> Task
Filter the lines below and keep only those containing the word "tetra", copying each one. Case counts, so match only that exact capitalization.

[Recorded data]
==========

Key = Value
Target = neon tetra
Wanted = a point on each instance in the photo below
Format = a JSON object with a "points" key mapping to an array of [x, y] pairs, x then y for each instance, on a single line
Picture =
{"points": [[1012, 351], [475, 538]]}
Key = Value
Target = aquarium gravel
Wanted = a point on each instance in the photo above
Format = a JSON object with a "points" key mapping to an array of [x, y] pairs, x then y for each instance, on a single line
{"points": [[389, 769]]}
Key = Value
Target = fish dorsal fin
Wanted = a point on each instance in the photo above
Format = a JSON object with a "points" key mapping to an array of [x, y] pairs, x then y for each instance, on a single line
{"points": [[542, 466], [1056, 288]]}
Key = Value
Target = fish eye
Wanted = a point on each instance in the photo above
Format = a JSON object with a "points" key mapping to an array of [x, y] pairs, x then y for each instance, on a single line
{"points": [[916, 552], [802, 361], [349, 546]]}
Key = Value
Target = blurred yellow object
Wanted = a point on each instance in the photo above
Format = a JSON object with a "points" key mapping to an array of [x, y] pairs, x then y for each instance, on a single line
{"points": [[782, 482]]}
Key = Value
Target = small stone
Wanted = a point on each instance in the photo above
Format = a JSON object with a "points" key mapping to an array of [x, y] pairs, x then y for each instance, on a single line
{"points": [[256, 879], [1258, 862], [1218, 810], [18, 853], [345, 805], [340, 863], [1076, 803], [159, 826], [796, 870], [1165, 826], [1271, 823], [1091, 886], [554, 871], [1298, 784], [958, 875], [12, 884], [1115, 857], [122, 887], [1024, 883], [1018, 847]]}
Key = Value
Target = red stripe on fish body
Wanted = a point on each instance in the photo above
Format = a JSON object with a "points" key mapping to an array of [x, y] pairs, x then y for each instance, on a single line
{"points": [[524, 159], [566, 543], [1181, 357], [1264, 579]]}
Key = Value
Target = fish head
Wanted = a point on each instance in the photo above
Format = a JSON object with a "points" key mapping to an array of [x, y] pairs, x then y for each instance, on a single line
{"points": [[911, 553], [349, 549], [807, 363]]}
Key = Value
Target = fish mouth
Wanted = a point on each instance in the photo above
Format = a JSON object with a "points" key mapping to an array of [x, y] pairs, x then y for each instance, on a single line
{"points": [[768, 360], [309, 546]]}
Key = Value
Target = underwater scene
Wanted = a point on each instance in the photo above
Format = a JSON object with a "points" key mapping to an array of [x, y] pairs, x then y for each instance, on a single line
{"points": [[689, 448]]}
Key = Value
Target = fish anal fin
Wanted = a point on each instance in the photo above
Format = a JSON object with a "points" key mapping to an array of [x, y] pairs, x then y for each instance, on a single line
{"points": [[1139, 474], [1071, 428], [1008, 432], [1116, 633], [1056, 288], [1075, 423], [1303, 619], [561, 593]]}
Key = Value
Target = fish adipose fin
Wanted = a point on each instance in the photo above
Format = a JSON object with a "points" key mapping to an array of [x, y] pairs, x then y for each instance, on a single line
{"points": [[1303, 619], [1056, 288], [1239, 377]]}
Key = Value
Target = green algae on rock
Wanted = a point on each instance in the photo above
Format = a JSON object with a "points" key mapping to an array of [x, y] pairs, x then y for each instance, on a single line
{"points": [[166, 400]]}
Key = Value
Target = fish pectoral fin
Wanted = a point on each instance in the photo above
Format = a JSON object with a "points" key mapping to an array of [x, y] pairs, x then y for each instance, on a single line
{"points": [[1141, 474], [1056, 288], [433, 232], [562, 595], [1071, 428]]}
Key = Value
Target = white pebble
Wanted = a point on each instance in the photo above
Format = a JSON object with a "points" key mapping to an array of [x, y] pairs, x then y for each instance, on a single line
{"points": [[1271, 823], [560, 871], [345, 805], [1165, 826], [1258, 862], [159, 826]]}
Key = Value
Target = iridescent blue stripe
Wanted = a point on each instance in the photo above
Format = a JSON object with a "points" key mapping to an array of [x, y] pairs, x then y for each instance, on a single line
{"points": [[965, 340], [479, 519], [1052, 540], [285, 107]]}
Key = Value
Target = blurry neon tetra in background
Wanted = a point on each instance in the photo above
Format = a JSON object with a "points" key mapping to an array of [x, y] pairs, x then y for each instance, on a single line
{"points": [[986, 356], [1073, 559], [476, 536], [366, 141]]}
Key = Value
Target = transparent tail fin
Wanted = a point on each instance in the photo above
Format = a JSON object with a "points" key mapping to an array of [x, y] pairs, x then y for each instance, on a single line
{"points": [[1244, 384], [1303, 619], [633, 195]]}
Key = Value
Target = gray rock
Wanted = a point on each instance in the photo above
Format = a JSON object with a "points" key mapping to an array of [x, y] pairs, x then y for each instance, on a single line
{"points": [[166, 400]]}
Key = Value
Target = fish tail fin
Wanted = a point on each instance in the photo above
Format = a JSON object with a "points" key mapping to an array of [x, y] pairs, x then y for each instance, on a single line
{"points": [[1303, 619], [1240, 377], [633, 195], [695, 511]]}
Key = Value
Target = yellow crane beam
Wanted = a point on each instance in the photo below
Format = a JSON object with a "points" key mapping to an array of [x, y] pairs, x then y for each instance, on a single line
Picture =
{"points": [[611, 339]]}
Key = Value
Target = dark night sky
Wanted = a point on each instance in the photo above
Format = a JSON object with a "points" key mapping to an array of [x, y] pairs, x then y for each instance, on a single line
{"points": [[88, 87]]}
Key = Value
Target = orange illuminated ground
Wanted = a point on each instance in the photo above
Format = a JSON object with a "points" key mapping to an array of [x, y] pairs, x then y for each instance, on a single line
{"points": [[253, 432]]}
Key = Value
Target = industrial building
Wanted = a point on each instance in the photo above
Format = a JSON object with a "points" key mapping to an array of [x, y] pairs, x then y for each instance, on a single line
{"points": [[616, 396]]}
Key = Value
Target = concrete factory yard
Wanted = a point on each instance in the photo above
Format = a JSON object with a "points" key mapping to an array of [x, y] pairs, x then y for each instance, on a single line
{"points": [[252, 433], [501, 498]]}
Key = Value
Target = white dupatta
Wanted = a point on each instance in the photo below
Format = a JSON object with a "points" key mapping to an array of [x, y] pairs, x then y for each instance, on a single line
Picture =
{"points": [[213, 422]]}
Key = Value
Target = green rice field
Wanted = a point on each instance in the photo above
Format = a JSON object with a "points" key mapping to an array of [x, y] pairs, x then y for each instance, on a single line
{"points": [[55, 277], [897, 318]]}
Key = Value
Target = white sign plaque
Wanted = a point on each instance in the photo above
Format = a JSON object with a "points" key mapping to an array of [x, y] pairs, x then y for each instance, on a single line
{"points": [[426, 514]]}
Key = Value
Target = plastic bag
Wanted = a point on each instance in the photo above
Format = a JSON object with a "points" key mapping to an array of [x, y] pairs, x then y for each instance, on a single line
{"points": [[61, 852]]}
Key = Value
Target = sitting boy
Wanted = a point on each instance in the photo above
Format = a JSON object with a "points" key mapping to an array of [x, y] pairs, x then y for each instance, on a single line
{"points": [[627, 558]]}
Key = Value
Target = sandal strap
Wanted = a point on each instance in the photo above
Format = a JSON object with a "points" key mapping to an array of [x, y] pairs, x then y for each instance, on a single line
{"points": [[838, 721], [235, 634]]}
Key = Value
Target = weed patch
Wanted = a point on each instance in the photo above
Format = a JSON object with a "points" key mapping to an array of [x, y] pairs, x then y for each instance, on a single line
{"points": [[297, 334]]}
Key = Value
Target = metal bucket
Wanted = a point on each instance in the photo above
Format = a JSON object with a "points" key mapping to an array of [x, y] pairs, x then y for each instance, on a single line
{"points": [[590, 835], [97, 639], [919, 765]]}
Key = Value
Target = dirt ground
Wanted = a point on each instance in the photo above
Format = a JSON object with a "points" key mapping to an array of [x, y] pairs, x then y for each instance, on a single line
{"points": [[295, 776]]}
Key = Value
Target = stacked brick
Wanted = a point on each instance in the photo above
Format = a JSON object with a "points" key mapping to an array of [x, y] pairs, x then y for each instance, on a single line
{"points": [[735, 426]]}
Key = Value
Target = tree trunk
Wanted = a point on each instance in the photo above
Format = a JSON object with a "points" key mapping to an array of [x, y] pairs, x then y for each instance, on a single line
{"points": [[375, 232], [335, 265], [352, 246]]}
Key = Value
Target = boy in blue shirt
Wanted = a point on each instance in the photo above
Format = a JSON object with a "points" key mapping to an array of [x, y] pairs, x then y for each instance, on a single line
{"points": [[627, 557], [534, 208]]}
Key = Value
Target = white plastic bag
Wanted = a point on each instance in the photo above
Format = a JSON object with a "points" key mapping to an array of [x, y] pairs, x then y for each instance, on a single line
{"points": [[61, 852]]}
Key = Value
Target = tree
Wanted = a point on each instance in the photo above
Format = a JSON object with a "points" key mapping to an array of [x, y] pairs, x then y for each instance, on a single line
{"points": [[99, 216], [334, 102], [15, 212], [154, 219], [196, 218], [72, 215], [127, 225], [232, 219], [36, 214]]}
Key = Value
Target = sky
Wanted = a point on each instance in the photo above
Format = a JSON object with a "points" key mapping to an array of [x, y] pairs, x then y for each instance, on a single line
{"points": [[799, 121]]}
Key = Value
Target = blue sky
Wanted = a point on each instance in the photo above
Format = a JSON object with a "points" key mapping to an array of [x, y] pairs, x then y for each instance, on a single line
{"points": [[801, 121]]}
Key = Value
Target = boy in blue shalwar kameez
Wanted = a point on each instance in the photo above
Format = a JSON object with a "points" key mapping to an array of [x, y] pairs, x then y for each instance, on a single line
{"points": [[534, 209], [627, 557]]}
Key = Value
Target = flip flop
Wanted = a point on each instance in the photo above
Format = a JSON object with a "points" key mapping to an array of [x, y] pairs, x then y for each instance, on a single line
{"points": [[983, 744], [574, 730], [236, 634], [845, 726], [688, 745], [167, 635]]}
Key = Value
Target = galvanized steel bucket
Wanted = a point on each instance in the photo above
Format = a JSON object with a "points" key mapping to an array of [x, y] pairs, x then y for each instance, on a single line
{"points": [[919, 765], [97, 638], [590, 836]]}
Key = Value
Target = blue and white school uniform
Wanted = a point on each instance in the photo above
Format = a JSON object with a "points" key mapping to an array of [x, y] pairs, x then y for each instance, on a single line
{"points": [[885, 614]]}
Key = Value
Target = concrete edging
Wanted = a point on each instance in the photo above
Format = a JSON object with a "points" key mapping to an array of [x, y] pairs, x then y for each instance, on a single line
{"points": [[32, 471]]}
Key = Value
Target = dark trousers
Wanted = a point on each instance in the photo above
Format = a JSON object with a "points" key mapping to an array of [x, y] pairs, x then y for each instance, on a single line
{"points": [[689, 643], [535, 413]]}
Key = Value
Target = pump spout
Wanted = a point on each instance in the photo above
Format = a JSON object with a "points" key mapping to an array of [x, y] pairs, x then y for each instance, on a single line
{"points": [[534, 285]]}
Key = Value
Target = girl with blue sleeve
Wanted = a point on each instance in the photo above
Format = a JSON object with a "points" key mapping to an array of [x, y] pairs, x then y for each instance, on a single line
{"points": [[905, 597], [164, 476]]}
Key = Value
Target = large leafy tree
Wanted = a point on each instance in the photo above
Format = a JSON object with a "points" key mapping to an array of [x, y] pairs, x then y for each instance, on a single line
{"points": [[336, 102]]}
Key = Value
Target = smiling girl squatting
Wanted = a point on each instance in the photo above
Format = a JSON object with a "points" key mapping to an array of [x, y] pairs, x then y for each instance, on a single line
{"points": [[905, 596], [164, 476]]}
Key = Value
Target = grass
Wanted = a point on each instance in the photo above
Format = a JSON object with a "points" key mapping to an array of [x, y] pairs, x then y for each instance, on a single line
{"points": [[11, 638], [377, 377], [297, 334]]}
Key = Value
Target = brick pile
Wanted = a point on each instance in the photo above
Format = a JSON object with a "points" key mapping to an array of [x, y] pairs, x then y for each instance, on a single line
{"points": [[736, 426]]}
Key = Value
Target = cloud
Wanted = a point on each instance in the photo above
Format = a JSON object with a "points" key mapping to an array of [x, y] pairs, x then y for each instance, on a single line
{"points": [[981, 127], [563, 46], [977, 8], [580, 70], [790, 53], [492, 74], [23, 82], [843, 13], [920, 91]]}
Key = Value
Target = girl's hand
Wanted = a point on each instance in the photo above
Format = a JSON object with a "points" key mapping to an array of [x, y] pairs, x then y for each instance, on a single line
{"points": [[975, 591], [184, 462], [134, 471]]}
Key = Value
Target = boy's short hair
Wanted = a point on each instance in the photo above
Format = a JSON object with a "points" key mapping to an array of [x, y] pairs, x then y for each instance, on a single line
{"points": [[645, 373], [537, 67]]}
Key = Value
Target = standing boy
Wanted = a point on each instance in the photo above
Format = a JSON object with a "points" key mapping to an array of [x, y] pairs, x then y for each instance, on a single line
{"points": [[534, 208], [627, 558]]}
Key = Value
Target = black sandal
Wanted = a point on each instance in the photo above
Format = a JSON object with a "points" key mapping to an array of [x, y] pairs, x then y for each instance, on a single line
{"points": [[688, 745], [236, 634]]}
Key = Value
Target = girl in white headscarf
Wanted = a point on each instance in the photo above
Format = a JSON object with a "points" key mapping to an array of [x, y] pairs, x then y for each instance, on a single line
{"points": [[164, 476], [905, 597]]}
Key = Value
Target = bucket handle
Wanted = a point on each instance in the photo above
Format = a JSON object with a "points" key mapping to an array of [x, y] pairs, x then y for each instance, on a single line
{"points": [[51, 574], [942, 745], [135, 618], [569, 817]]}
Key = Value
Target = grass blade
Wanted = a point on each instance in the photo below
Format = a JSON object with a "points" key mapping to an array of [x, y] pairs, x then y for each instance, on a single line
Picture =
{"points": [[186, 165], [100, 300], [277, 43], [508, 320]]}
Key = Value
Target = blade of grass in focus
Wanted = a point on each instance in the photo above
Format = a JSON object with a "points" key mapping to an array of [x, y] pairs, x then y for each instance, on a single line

==========

> Worked answer
Target = neon tetra
Target = blurry neon tetra in background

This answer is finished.